JOB.
Change "benchmark card" to "evaluation sheet" everywhere it occurs in the entries below, and write all the lines out again with nothing else altered.

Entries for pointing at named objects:
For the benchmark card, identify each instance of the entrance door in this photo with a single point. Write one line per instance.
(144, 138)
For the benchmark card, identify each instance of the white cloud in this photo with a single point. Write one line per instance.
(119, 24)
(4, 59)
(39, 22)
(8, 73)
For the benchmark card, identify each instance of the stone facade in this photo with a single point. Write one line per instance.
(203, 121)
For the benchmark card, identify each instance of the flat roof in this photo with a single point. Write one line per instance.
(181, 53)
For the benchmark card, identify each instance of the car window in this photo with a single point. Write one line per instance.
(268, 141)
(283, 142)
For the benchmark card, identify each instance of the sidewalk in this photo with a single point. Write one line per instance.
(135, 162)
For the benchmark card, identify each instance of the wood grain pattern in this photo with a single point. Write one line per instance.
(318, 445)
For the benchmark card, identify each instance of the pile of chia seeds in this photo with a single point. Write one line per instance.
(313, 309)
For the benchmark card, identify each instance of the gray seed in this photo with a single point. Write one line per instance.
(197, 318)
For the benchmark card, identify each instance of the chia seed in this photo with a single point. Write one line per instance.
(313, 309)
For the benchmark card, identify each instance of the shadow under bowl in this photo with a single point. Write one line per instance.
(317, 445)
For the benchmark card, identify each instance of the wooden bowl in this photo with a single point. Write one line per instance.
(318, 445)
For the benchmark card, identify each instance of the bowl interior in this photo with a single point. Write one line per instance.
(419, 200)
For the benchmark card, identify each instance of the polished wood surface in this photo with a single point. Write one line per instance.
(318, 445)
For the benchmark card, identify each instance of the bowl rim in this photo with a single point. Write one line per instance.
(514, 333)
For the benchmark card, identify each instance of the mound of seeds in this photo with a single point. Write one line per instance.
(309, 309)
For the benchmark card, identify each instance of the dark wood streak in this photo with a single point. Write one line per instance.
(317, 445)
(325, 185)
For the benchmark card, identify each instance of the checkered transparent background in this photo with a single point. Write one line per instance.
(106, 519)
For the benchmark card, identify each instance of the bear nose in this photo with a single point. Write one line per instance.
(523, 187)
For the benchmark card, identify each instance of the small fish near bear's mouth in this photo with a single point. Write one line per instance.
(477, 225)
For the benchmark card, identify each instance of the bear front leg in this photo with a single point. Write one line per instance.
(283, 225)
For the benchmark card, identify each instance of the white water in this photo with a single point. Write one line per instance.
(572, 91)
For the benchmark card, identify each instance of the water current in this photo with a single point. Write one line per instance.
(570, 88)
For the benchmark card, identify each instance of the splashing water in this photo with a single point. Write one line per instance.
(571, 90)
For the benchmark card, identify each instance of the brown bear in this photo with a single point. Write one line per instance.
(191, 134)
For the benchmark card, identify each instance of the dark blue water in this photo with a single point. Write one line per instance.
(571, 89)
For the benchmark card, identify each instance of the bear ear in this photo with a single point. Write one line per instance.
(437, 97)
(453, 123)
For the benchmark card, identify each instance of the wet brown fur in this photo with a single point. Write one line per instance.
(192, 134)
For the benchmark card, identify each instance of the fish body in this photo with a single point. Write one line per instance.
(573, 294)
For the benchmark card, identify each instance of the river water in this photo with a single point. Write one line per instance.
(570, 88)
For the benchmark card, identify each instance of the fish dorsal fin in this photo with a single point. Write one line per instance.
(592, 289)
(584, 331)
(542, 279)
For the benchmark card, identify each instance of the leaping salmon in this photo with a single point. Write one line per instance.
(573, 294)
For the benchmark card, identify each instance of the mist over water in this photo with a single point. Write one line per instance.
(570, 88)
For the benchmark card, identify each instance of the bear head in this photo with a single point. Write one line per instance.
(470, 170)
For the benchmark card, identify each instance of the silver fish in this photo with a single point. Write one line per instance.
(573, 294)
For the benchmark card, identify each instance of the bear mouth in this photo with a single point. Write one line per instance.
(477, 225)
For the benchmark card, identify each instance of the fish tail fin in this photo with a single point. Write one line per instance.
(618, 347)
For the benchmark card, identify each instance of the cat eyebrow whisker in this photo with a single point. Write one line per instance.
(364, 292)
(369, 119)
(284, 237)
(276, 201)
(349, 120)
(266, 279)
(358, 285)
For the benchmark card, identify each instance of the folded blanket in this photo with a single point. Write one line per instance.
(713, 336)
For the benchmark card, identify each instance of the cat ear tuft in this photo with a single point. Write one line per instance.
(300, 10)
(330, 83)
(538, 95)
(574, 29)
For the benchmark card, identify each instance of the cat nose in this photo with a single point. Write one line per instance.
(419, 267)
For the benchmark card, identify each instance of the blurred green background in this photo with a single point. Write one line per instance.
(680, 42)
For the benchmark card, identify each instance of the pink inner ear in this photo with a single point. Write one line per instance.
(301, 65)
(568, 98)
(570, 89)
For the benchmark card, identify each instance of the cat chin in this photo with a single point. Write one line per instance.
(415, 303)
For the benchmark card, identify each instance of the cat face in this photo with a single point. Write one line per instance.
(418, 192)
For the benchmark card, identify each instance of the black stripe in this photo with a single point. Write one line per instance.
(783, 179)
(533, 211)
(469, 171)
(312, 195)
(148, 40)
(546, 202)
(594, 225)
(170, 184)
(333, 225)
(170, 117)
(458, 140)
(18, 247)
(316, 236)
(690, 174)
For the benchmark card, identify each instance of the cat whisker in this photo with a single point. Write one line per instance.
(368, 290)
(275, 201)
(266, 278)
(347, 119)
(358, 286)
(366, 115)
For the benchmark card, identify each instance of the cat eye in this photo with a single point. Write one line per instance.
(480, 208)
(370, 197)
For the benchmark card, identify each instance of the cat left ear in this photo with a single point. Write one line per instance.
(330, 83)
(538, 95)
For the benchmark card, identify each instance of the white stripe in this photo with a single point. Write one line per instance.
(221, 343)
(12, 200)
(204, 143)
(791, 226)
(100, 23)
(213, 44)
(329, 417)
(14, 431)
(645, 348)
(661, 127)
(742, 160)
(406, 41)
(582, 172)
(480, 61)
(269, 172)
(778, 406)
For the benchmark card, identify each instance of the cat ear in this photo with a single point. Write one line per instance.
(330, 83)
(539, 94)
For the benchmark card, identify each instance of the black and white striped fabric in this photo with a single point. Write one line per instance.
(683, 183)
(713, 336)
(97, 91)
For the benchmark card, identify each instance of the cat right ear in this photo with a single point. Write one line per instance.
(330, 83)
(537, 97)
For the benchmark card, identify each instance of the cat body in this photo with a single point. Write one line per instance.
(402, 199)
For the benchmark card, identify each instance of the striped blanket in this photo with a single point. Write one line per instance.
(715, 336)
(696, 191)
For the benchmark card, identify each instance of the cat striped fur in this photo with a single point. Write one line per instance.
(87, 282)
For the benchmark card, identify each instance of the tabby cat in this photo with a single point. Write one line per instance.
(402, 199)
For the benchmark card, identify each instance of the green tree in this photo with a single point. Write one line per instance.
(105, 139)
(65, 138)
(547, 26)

WRITTEN ANSWER.
For the evaluation sheet, identify each instance of the entrance door in this photo with a single point. Write one line per instance.
(144, 138)
For the evaluation sheet, identify each instance of the white cloud in this photo with a single point. Write one line per instance.
(119, 24)
(4, 59)
(39, 22)
(8, 73)
For the evaluation sheet, identify each instance of the stone facade in this photo with a single point. Write one line per instance.
(203, 121)
For the evaluation sheet, identify each instance of the flat roof in this photo with a single point. Write one line per instance.
(181, 53)
For the evaluation sheet, identify each instance of the car window in this photo with a single point. Write one line per instance.
(268, 141)
(283, 142)
For the evaluation sheet, identify each instance of the sidewalk in this photo with a single point. Write one line per instance.
(135, 162)
For the evaluation sheet, identify each instance of the wood grain pattern in this photo with a single point. Write one line per instance.
(318, 445)
For the evaluation sheet, identify each instance of the pile of chia seeds in this photo with a single point. Write one line per instance.
(313, 309)
For the evaluation sheet, identify each instance of the gray seed in this photo with a single point. Write one line per instance.
(197, 318)
For the evaluation sheet, identify each instance of the chia seed in this photo with a single point. Write one line per instance.
(313, 309)
For the evaluation sheet, identify each instance of the shadow under bowl in this photo with a single point. Write one line per instance.
(317, 445)
For the evaluation sheet, identify each instance of the wooden bowl in this photo with a single point. Write one line per instance.
(318, 445)
For the evaluation sheet, identify each instance of the bowl interior in this photo with a single point. Write one line per instance.
(419, 200)
For the evaluation sheet, identify each instance of the polished wood surface in this photo with a single point. Write one line per instance.
(318, 445)
For the evaluation sheet, identify each instance of the bowl rim in this photo with a single point. Write one line per instance.
(514, 333)
For the evaluation sheet, identify each instance of the mound of seeds in this photo with a single point. Write one line per instance.
(309, 309)
For the evaluation sheet, identify each instance of the dark wood streak in this photo with a single point. Write one line per instance.
(317, 445)
(325, 185)
For the evaluation sheet, identify each instance of the checkered transparent background in this photo with a single point. Write one line per instance.
(106, 519)
For the evaluation sheet, identify each instance of the bear nose in this photo with a single point. Write one line per instance.
(523, 187)
For the evaluation sheet, identify each instance of the small fish near bear's mouth in this photo with a single point. Write one line per instance.
(477, 225)
For the evaluation sheet, identify each instance of the bear front leg in this photo with a single point. Write one line per instance.
(283, 225)
For the evaluation sheet, identify each instance of the white water in this photo with a single point. Write one line per instance.
(572, 91)
For the evaluation sheet, identify each instance of the water current in this photo with a single point. Write one line per instance.
(570, 88)
For the evaluation sheet, identify each instance of the splashing water in this photo with a single point. Write one line per instance.
(571, 90)
For the evaluation sheet, identify each instance of the brown bear in this photo with a single point. Write one line per instance.
(191, 134)
For the evaluation sheet, identify each instance of the dark blue water in this photo with a single point. Write one line per instance.
(571, 89)
For the evaluation sheet, identify each instance of the bear ear in this photo with a single point. Write one line per instance.
(437, 97)
(453, 123)
For the evaluation sheet, identify each instance of the wet brown fur in this photo with a single point. Write one line per instance.
(192, 134)
For the evaluation sheet, identify each instance of the fish body in this photo with a single point. Write one line per instance.
(573, 294)
For the evaluation sheet, identify each instance of the river water in this photo with a single point. Write one line per instance.
(570, 88)
For the evaluation sheet, identify each instance of the fish dorsal fin in this photo with a single point. Write one line per instance.
(592, 289)
(584, 331)
(542, 279)
For the evaluation sheet, identify each instance of the leaping salmon in this photo with a single point. Write one line per instance.
(573, 294)
For the evaluation sheet, identify each instance of the mist over water in this photo with a single point. Write one line per instance.
(570, 88)
For the evaluation sheet, identify each instance of the bear head in this photo with a single point. Write one line per instance.
(470, 170)
For the evaluation sheet, identify each instance of the silver fish in this photo with a single point. Write one line per instance.
(573, 294)
For the evaluation sheet, identify each instance of the bear mouth in this photo with a single point. Write one line per instance.
(477, 225)
For the evaluation sheet, identify each instance of the fish tail fin in this photo with a single point. Write one line per instance.
(618, 347)
For the evaluation sheet, identify each instance of the cat eyebrow whisker in this photo with a single point. Write one line per instance.
(364, 292)
(369, 119)
(284, 237)
(276, 201)
(349, 120)
(266, 279)
(358, 285)
For the evaluation sheet, identify each instance of the folded blanket in this photo with a single point. Write one line per instance.
(713, 336)
For the evaluation sheet, identify each instance of the cat ear tuft in this photo with a single point. Write one line per instance.
(300, 10)
(330, 83)
(538, 95)
(574, 29)
For the evaluation sheet, identify each instance of the cat nose in this photo with a single point. Write one line per instance.
(419, 267)
For the evaluation sheet, identify each instance of the blurred green background in this photo with a single point. Write one line per instance.
(680, 42)
For the evaluation sheet, identify each instance of the pink inner ear in this photo with a single point. Write one line per instance.
(301, 65)
(568, 98)
(570, 89)
For the evaluation sheet, identify each instance of the cat chin in this photo with a single point. Write one line per instance.
(415, 303)
For the evaluation sheet, identify each instance of the cat face in this photo with a single point. Write one line per instance.
(418, 192)
For the evaluation sheet, identify each instance of the black stripe in this photo with a single point. Write one line per instance.
(783, 179)
(533, 211)
(469, 171)
(312, 195)
(148, 40)
(546, 202)
(594, 225)
(170, 184)
(333, 225)
(170, 117)
(458, 140)
(18, 247)
(316, 236)
(690, 174)
For the evaluation sheet, identify each instance of the cat whisker in this photo with a single point. Write one line per instance.
(368, 290)
(275, 201)
(266, 278)
(347, 119)
(358, 286)
(366, 115)
For the evaluation sheet, identify each instance of the cat eye in this photo with a single point. Write one line per instance.
(480, 208)
(370, 197)
For the evaluation sheet, identify each instance of the cat left ear in this photo with a single point. Write one line per instance.
(330, 83)
(538, 95)
For the evaluation sheet, identify each instance of the white stripe in this photo with a single point. Write one line per instance.
(221, 343)
(12, 200)
(204, 143)
(791, 226)
(100, 23)
(213, 44)
(329, 417)
(14, 431)
(645, 348)
(661, 127)
(742, 160)
(406, 41)
(582, 172)
(480, 61)
(269, 172)
(778, 406)
For the evaluation sheet, identify each instance of the cat ear in this photo with a single point. Write one line per instance.
(330, 83)
(539, 94)
For the evaluation sheet, identify each instance of the black and white striped fabric in this photo with a single point. Write one line per instance.
(683, 183)
(713, 336)
(97, 91)
For the evaluation sheet, identify each instance of the cat right ear in this photo with a single point. Write one line per instance.
(330, 83)
(537, 97)
For the evaluation sheet, identify each instance of the cat body in this photo with a single point. Write one line per instance.
(402, 199)
For the evaluation sheet, identify each instance of the striped blanket in this photo with a single point. Write one line per instance.
(715, 336)
(696, 191)
For the evaluation sheet, identify each instance of the cat striped fur in this photo with a single point. Write one line per instance.
(87, 282)
For the evaluation sheet, identify each instance of the tabby cat in this photo with a single point. Write one line per instance.
(402, 199)
For the evaluation sheet, identify each instance of the green tree in this photo with a single point. Write one line per instance.
(105, 139)
(65, 138)
(547, 26)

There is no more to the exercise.